- _Document text_:
━━━━━━━━━━━━━━━━

# Exploring Llama 3.2-Vision (locally) with Ollama

In [1]:
#!pip install ollama

In [2]:
import ollama

### pull model

In [3]:
ollama.pull('llama3.2-vision')

ProgressResponse(status='success', completed=None, total=None, digest=None)

#### Basic Usage

In [4]:
response = ollama.chat(
    model='llama3.2-vision',
    messages=[{
        'role': 'user',
        'content': 'What is in this image?',
        'images': ['images/selfie.jpg']
    }]
)

print(response['message']['content'])

The image shows a woman taking a selfie in what appears to be a café or restaurant. The image is blurry, but it seems to be an outdoor café with cars in the background. The woman is wearing a red jacket and a beige hat and is holding a phone or tablet in her hand. The image is of poor quality, but it appears to be a woman taking a selfie.


#### Image captioning - streaming

In [5]:
stream = ollama.chat(
    model='llama3.2-vision',
    messages=[{
        'role': 'user',
        'content': 'Can you write a caption for this image?',
        'images': ['images/selfie.jpg']
    }],
    stream=True,
)

for chunk in stream:
    print(chunk['message']['content'], end='', flush=True)

The image shows a woman sitting at a table, taking a selfie with her phone. The image is likely used to promote the Shutterstock website, as it features a watermark with the company's name and URL.

━━━━━━━━━━━━━━━━

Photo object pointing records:
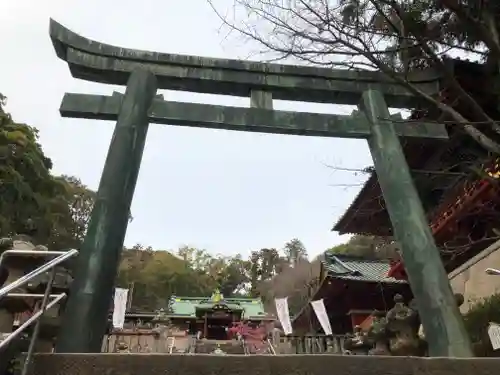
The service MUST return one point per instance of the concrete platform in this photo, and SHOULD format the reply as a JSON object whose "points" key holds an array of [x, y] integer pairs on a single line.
{"points": [[161, 364]]}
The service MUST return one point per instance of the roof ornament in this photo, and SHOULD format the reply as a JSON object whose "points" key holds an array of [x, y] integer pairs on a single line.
{"points": [[217, 296]]}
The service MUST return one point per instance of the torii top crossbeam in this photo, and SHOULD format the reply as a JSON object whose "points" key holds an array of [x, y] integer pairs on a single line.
{"points": [[99, 62]]}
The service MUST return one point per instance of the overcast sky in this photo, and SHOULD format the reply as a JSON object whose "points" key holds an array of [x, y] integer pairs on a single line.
{"points": [[228, 192]]}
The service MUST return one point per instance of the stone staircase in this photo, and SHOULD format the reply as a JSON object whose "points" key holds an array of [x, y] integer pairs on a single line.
{"points": [[159, 364], [227, 346]]}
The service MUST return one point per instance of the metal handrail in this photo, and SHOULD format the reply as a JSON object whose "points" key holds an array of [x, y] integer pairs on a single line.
{"points": [[38, 271], [45, 305]]}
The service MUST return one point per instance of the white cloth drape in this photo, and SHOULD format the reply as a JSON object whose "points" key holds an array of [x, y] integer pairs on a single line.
{"points": [[283, 314], [320, 311], [120, 306]]}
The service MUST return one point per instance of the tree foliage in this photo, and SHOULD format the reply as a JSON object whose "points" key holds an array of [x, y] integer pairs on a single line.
{"points": [[57, 208], [397, 37]]}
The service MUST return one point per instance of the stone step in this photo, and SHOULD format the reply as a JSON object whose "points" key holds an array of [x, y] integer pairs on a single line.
{"points": [[161, 364], [227, 346]]}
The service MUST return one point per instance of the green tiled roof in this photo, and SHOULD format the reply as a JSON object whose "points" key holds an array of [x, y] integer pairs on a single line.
{"points": [[354, 268], [186, 306]]}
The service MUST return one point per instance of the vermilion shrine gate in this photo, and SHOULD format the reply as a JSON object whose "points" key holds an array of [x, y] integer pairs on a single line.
{"points": [[144, 72]]}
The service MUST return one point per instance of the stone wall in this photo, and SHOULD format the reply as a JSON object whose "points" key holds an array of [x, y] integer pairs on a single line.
{"points": [[471, 280], [140, 364]]}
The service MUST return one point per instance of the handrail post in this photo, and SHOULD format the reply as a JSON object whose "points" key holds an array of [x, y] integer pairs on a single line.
{"points": [[36, 330]]}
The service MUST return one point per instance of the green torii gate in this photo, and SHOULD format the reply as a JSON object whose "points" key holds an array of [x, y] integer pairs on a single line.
{"points": [[144, 72]]}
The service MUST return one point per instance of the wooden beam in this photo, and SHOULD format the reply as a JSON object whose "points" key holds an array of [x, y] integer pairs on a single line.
{"points": [[100, 107], [99, 62]]}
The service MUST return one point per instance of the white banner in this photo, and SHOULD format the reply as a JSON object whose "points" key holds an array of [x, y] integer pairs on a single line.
{"points": [[320, 311], [494, 334], [120, 305], [283, 314]]}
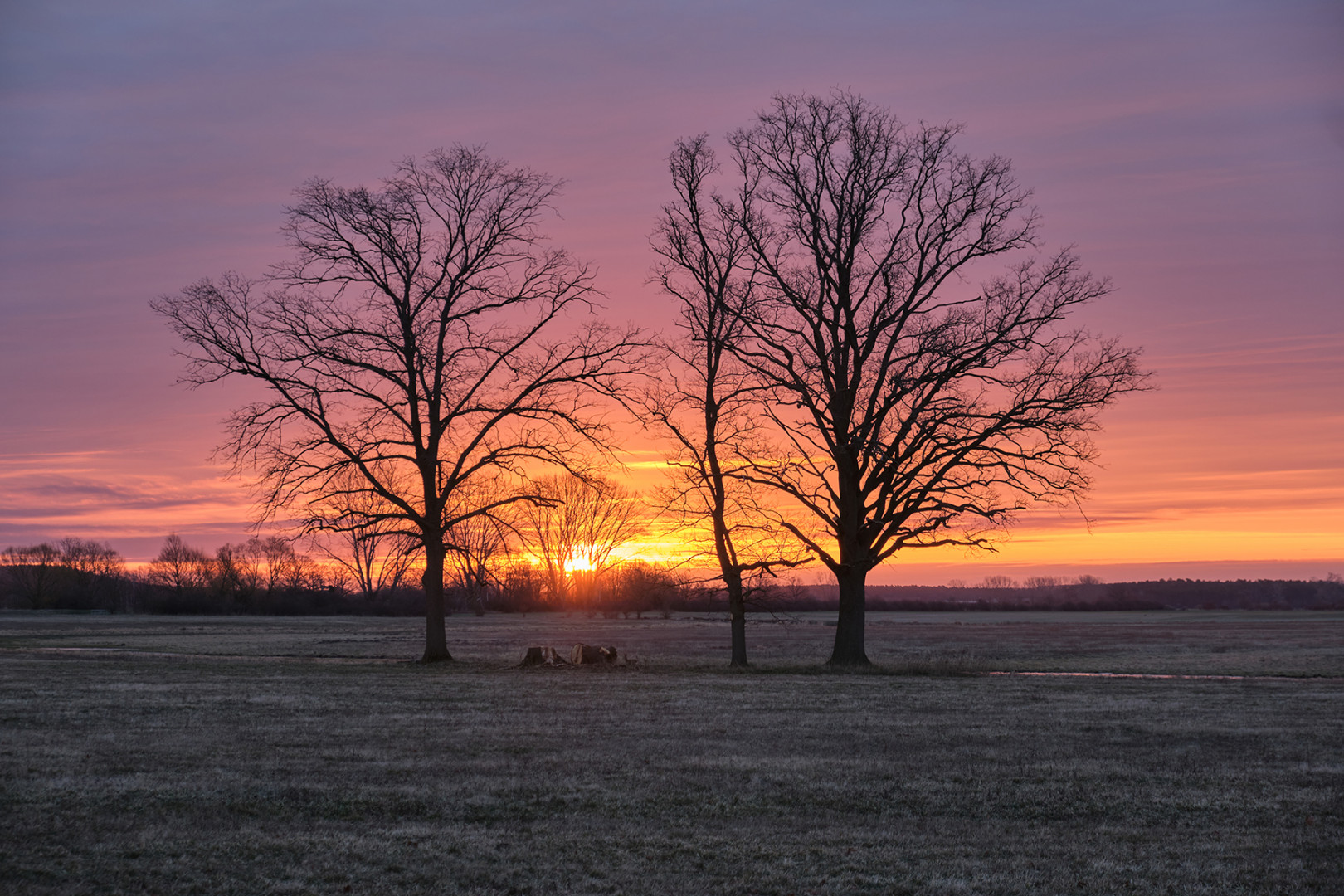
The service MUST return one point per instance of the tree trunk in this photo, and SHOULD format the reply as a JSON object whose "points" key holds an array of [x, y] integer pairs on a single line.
{"points": [[849, 649], [738, 616], [436, 637]]}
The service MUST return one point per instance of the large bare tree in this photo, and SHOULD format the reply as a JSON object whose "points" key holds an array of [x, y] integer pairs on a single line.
{"points": [[421, 338], [918, 410], [704, 402]]}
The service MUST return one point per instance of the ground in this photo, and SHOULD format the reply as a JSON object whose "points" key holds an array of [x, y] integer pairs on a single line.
{"points": [[222, 755]]}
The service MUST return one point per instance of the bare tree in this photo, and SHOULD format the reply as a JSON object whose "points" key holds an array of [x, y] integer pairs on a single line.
{"points": [[359, 533], [95, 570], [180, 566], [574, 525], [409, 349], [918, 411], [477, 544], [704, 403], [32, 571]]}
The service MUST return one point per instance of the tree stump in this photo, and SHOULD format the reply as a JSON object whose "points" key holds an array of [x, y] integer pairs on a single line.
{"points": [[542, 657]]}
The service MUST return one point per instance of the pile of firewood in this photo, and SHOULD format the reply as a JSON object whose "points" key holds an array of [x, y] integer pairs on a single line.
{"points": [[582, 655]]}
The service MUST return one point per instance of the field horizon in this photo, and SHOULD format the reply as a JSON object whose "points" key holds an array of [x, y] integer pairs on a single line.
{"points": [[314, 755]]}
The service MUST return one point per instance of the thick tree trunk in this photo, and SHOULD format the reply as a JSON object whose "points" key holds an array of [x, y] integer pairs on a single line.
{"points": [[849, 648], [738, 616], [436, 637]]}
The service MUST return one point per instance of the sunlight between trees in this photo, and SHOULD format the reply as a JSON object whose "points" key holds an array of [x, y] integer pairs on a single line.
{"points": [[871, 355]]}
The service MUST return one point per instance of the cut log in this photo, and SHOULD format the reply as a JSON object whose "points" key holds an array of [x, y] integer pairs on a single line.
{"points": [[542, 657], [585, 655]]}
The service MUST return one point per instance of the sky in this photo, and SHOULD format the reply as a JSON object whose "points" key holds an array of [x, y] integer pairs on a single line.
{"points": [[1191, 152]]}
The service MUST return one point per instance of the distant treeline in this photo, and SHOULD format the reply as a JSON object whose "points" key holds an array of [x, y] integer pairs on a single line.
{"points": [[268, 577]]}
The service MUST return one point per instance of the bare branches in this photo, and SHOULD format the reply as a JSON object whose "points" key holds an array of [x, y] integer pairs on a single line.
{"points": [[917, 412], [410, 351]]}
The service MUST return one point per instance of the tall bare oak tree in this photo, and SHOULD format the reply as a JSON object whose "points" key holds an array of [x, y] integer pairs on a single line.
{"points": [[409, 349], [917, 410], [704, 401]]}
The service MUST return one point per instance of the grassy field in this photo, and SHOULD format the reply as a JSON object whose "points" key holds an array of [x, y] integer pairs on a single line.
{"points": [[179, 755]]}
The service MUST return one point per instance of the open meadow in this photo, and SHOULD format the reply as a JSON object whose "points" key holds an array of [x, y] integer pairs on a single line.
{"points": [[307, 755]]}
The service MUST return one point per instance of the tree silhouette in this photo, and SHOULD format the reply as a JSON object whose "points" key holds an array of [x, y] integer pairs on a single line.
{"points": [[574, 525], [409, 349], [704, 402], [916, 410]]}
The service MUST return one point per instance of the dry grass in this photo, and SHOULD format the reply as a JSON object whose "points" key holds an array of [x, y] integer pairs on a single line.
{"points": [[178, 776]]}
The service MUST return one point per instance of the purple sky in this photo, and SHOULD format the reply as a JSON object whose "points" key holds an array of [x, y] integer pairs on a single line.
{"points": [[1194, 152]]}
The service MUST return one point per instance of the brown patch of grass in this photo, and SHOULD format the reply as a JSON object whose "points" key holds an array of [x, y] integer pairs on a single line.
{"points": [[207, 776]]}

━━━━━━━━━━━━━━━━

- _Work instructions_:
(1) In the notebook text above, swap "success" for "complete" and write out the part between "# Exploring Llama" and "completed=None, total=None, digest=None)", inclusive.
(2) Translate this sentence from the notebook text into Spanish: "The image is blurry, but it seems to be an outdoor café with cars in the background."

- _Final answers_:
(1)
# Exploring Llama 3.2-Vision (locally) with Ollama

In [1]:
#!pip install ollama

In [2]:
import ollama

### pull model

In [3]:
ollama.pull('llama3.2-vision')

ProgressResponse(status='complete', completed=None, total=None, digest=None)

(2) La imagen está borrosa, pero parece ser un café al aire libre con coches al fondo.